§ What you are asked to do
Look through the lines below and extract each one that contains "query".

§ Supplied records
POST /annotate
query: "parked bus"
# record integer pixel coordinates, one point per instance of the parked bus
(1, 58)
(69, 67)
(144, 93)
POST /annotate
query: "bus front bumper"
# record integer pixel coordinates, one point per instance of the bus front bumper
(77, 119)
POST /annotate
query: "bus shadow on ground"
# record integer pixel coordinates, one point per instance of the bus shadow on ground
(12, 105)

§ Written solution
query: "parked bus"
query: "bus front bumper"
query: "bus shadow on ground"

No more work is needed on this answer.